> _RECORD SET_
──────

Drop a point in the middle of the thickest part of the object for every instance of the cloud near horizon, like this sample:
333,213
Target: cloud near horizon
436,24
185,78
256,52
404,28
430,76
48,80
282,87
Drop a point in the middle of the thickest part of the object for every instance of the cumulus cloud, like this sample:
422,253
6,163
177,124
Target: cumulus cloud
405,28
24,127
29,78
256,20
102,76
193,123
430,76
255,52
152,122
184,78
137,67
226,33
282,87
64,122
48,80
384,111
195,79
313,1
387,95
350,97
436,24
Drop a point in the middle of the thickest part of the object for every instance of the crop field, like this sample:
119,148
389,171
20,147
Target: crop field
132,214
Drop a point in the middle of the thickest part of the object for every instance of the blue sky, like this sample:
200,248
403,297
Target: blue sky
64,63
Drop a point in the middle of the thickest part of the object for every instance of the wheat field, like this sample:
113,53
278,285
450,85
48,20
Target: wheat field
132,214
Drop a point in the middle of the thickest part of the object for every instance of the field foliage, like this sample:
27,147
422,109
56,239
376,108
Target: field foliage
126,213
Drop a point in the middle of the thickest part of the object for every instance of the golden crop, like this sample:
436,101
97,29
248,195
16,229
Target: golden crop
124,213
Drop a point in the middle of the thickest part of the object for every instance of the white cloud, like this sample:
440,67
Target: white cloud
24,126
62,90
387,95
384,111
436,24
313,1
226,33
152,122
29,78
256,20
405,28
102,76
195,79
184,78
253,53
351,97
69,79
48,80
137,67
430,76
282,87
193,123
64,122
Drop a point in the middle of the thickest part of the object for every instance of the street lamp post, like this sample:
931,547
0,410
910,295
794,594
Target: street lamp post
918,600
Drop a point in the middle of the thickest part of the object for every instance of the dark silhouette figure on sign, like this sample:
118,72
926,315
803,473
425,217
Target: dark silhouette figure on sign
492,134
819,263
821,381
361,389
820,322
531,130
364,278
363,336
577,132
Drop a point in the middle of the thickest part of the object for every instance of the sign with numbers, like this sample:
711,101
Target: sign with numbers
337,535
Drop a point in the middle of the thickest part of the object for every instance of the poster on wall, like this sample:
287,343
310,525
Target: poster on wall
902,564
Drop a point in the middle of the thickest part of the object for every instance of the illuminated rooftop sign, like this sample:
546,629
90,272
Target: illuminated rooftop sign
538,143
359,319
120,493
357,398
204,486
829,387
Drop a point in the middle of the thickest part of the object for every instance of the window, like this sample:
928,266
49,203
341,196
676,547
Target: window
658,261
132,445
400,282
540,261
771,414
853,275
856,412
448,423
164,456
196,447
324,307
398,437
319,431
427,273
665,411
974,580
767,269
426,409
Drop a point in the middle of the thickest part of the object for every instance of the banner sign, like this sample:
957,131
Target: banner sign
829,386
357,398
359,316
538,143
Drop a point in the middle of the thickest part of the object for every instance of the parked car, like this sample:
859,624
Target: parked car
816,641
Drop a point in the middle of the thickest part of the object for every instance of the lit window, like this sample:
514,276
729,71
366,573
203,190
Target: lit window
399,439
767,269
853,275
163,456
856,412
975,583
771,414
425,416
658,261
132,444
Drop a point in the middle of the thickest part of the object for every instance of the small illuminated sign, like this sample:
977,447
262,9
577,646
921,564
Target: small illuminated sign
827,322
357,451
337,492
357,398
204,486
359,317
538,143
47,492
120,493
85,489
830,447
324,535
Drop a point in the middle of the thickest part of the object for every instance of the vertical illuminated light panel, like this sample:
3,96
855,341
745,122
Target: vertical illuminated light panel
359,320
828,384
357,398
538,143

──────

Recast every line of the items above as a Markdown table with the columns Number and Line, numbering each row and leaving out blank lines.

| Number | Line |
|---|---|
| 1 | Drop a point in the middle of the thickest part of the object for every instance of the cloud near horizon, like this sample: |
| 2 | 333,213 |
| 3 | Target: cloud near horizon |
| 4 | 436,24 |
| 5 | 185,78 |
| 6 | 256,52 |
| 7 | 404,28 |
| 8 | 430,76 |
| 9 | 48,80 |
| 10 | 282,87 |
| 11 | Drop a point in the middle of the thickest part of the object for every instance of the cumulus cloud, like this sample: |
| 12 | 422,253 |
| 13 | 6,163 |
| 14 | 177,124 |
| 15 | Target: cumulus cloud |
| 16 | 405,28 |
| 17 | 24,127 |
| 18 | 29,78 |
| 19 | 256,20 |
| 20 | 102,76 |
| 21 | 193,123 |
| 22 | 430,76 |
| 23 | 255,52 |
| 24 | 152,122 |
| 25 | 184,78 |
| 26 | 137,67 |
| 27 | 226,33 |
| 28 | 282,87 |
| 29 | 64,122 |
| 30 | 48,80 |
| 31 | 384,111 |
| 32 | 195,79 |
| 33 | 313,1 |
| 34 | 387,95 |
| 35 | 350,97 |
| 36 | 436,24 |
| 37 | Drop a point in the middle of the thickest part of the object for every instance of the crop field, like this sample: |
| 38 | 119,148 |
| 39 | 389,171 |
| 40 | 20,147 |
| 41 | Target: crop field |
| 42 | 132,214 |
| 43 | Drop a point in the middle of the thickest part of the object for every instance of the blue sky, like this sample: |
| 44 | 200,248 |
| 45 | 403,297 |
| 46 | Target: blue sky |
| 47 | 64,63 |
| 48 | Drop a point in the middle of the thickest part of the object for every instance of the wheat field, like this sample: |
| 49 | 113,53 |
| 50 | 278,285 |
| 51 | 450,85 |
| 52 | 48,20 |
| 53 | Target: wheat field |
| 54 | 132,214 |
| 55 | Drop a point in the middle of the thickest part of the object for every instance of the field foliage, like this sample: |
| 56 | 27,147 |
| 57 | 422,109 |
| 58 | 56,239 |
| 59 | 376,108 |
| 60 | Target: field foliage |
| 61 | 126,213 |
| 62 | Drop a point in the middle of the thickest part of the object for every instance of the golden crop, like this sample: |
| 63 | 436,101 |
| 64 | 97,29 |
| 65 | 248,195 |
| 66 | 16,229 |
| 67 | Target: golden crop |
| 68 | 124,213 |
| 69 | Drop a point in the middle of the thickest part of the object for every instance of the white cloud, like this sample: |
| 70 | 440,67 |
| 71 | Target: white cloud |
| 72 | 24,126 |
| 73 | 62,90 |
| 74 | 387,95 |
| 75 | 384,111 |
| 76 | 436,24 |
| 77 | 313,1 |
| 78 | 226,33 |
| 79 | 152,122 |
| 80 | 29,78 |
| 81 | 256,20 |
| 82 | 405,28 |
| 83 | 102,76 |
| 84 | 195,79 |
| 85 | 184,78 |
| 86 | 253,53 |
| 87 | 351,97 |
| 88 | 69,79 |
| 89 | 48,80 |
| 90 | 137,67 |
| 91 | 430,76 |
| 92 | 282,87 |
| 93 | 193,123 |
| 94 | 64,122 |
| 95 | Drop a point in the middle of the thickest part of the object for every instance of the street lamp post, like this sample: |
| 96 | 931,547 |
| 97 | 0,410 |
| 98 | 910,295 |
| 99 | 794,594 |
| 100 | Target: street lamp post |
| 101 | 918,600 |
| 102 | Drop a point in the middle of the thickest part of the object for every instance of the dark silhouette figure on sign, like this sample: |
| 103 | 118,72 |
| 104 | 926,315 |
| 105 | 803,473 |
| 106 | 425,217 |
| 107 | Target: dark silhouette figure on sign |
| 108 | 492,134 |
| 109 | 819,263 |
| 110 | 821,381 |
| 111 | 361,389 |
| 112 | 820,322 |
| 113 | 531,130 |
| 114 | 364,278 |
| 115 | 363,336 |
| 116 | 577,132 |
| 117 | Drop a point in the middle of the thickest part of the object for every instance of the sign with numbers, like this sample: |
| 118 | 711,101 |
| 119 | Target: sign with numbers |
| 120 | 337,535 |
| 121 | Drop a point in the middle of the thickest part of the object for every instance of the poster on wall, like this sample: |
| 122 | 287,343 |
| 123 | 310,525 |
| 124 | Target: poster on wall |
| 125 | 902,564 |
| 126 | Drop a point in the middle of the thickest part of the object for every instance of the illuminated rooftop sign, like this sample: |
| 127 | 546,629 |
| 128 | 90,272 |
| 129 | Target: illuminated rooftop sign |
| 130 | 538,143 |
| 131 | 359,319 |
| 132 | 120,493 |
| 133 | 357,398 |
| 134 | 204,486 |
| 135 | 829,387 |
| 136 | Drop a point in the middle of the thickest part of the object for every instance of the window, like this sample: |
| 137 | 928,266 |
| 138 | 49,203 |
| 139 | 341,196 |
| 140 | 676,547 |
| 141 | Target: window |
| 142 | 658,261 |
| 143 | 132,445 |
| 144 | 400,282 |
| 145 | 540,261 |
| 146 | 771,414 |
| 147 | 853,275 |
| 148 | 856,412 |
| 149 | 448,423 |
| 150 | 164,456 |
| 151 | 196,447 |
| 152 | 324,307 |
| 153 | 398,437 |
| 154 | 319,431 |
| 155 | 427,273 |
| 156 | 665,411 |
| 157 | 974,580 |
| 158 | 767,269 |
| 159 | 426,409 |
| 160 | Drop a point in the middle of the thickest part of the object for every instance of the banner sign, like this sample: |
| 161 | 957,131 |
| 162 | Target: banner sign |
| 163 | 829,386 |
| 164 | 357,398 |
| 165 | 359,316 |
| 166 | 538,143 |
| 167 | Drop a point in the middle of the thickest part of the object for every instance of the parked car, like this sample: |
| 168 | 859,624 |
| 169 | Target: parked car |
| 170 | 816,641 |
| 171 | Drop a point in the middle of the thickest part of the object for every instance of the lit window, like this sample: |
| 172 | 514,276 |
| 173 | 729,71 |
| 174 | 366,573 |
| 175 | 203,190 |
| 176 | Target: lit window |
| 177 | 399,439 |
| 178 | 767,269 |
| 179 | 853,275 |
| 180 | 163,456 |
| 181 | 856,412 |
| 182 | 975,583 |
| 183 | 771,414 |
| 184 | 425,416 |
| 185 | 658,261 |
| 186 | 132,444 |
| 187 | Drop a point in the middle of the thickest part of the object for every instance of the small illuminated sign, like this sample: |
| 188 | 977,447 |
| 189 | 262,9 |
| 190 | 577,646 |
| 191 | 921,564 |
| 192 | Target: small illuminated sign |
| 193 | 827,322 |
| 194 | 357,451 |
| 195 | 337,492 |
| 196 | 357,398 |
| 197 | 204,486 |
| 198 | 359,317 |
| 199 | 538,143 |
| 200 | 47,492 |
| 201 | 120,493 |
| 202 | 85,489 |
| 203 | 830,447 |
| 204 | 324,535 |
| 205 | Drop a point in the middle of the thickest part of the object for every instance of the vertical illuminated light panel, like this sample: |
| 206 | 3,96 |
| 207 | 855,341 |
| 208 | 745,122 |
| 209 | Target: vertical illuminated light panel |
| 210 | 359,320 |
| 211 | 828,384 |
| 212 | 357,398 |
| 213 | 538,143 |